◆ **Supplied records**
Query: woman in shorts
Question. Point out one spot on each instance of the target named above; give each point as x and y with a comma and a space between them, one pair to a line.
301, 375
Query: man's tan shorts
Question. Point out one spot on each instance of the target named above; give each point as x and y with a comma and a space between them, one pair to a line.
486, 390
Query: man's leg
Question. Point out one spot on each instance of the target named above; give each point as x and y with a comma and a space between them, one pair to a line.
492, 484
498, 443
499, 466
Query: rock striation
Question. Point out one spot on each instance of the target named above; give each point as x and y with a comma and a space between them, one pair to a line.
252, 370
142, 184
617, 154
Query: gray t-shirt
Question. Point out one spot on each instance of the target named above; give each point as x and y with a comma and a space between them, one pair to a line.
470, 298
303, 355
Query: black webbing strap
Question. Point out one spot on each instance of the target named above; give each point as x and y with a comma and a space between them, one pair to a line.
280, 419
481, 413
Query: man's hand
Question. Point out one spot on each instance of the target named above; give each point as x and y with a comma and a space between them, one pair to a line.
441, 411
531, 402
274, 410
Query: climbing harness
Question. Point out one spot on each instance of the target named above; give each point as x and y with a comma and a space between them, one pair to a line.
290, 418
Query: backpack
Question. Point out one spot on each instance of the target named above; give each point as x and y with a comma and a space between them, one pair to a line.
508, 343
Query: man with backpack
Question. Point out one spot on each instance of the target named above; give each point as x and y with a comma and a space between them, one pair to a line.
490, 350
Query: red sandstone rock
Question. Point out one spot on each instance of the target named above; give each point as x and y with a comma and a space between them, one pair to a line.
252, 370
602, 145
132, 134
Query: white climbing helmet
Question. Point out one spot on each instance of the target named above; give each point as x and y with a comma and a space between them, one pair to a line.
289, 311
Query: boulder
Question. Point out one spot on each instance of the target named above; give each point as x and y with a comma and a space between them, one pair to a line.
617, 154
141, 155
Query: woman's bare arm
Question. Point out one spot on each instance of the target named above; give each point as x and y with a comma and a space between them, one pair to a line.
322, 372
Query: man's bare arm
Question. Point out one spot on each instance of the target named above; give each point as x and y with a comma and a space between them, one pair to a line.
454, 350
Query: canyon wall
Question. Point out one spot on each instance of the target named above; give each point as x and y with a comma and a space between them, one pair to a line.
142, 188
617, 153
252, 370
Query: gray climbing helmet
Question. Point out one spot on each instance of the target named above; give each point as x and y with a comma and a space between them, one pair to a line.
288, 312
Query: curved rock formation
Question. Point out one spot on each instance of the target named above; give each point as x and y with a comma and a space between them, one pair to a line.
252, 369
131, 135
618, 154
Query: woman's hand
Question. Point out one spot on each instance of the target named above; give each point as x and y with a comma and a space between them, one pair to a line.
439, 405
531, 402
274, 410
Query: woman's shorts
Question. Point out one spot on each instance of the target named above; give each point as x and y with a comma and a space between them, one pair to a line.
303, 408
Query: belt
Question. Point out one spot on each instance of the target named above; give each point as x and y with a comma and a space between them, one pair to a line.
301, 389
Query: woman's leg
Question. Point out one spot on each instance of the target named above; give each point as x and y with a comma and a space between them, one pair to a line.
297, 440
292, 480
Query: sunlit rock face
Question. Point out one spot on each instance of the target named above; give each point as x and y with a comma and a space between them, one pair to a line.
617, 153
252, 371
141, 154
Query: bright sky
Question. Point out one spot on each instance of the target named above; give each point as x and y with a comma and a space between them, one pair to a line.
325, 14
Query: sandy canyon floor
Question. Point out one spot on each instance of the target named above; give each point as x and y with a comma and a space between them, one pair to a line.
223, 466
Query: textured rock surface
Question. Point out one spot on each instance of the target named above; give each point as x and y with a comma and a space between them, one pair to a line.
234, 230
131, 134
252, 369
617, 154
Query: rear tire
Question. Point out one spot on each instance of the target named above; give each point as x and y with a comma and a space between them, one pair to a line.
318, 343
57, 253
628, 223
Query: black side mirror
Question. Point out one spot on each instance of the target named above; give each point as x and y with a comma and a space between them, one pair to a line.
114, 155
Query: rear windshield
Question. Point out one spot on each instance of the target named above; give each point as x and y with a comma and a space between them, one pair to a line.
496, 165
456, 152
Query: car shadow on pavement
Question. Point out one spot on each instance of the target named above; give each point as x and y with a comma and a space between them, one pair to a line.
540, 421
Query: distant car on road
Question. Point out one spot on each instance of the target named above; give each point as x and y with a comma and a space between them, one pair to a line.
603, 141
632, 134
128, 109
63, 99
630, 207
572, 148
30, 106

◆ **What the task asks**
Write out the lines above, starting at the line that contains "Query: black side mirror" and ending with the final line, and nothing else; copy them exactly.

◆ **Result of the exercise**
Query: black side mirror
Question. Point out one spot on each instance of the target named above; give each point as x and y with a comma and a space between them, one pair to a line.
114, 155
Query: rear windshield
Question. Point out one spot on each instance of the target named above; give each point as x and y with a comma and a space between them, one pair to a line.
496, 165
456, 152
Query: car shadow on pavement
Question. Point out one spot on each instance of the target named above; give each point as x and y with a comma and a space between them, one pair to a line.
540, 421
Query: distant car on road
Question. Point out one spot on each instance of the target named above; give each point as x and y with a comma and a space between them, one pair to a line.
603, 141
632, 134
128, 109
63, 99
630, 207
572, 148
30, 106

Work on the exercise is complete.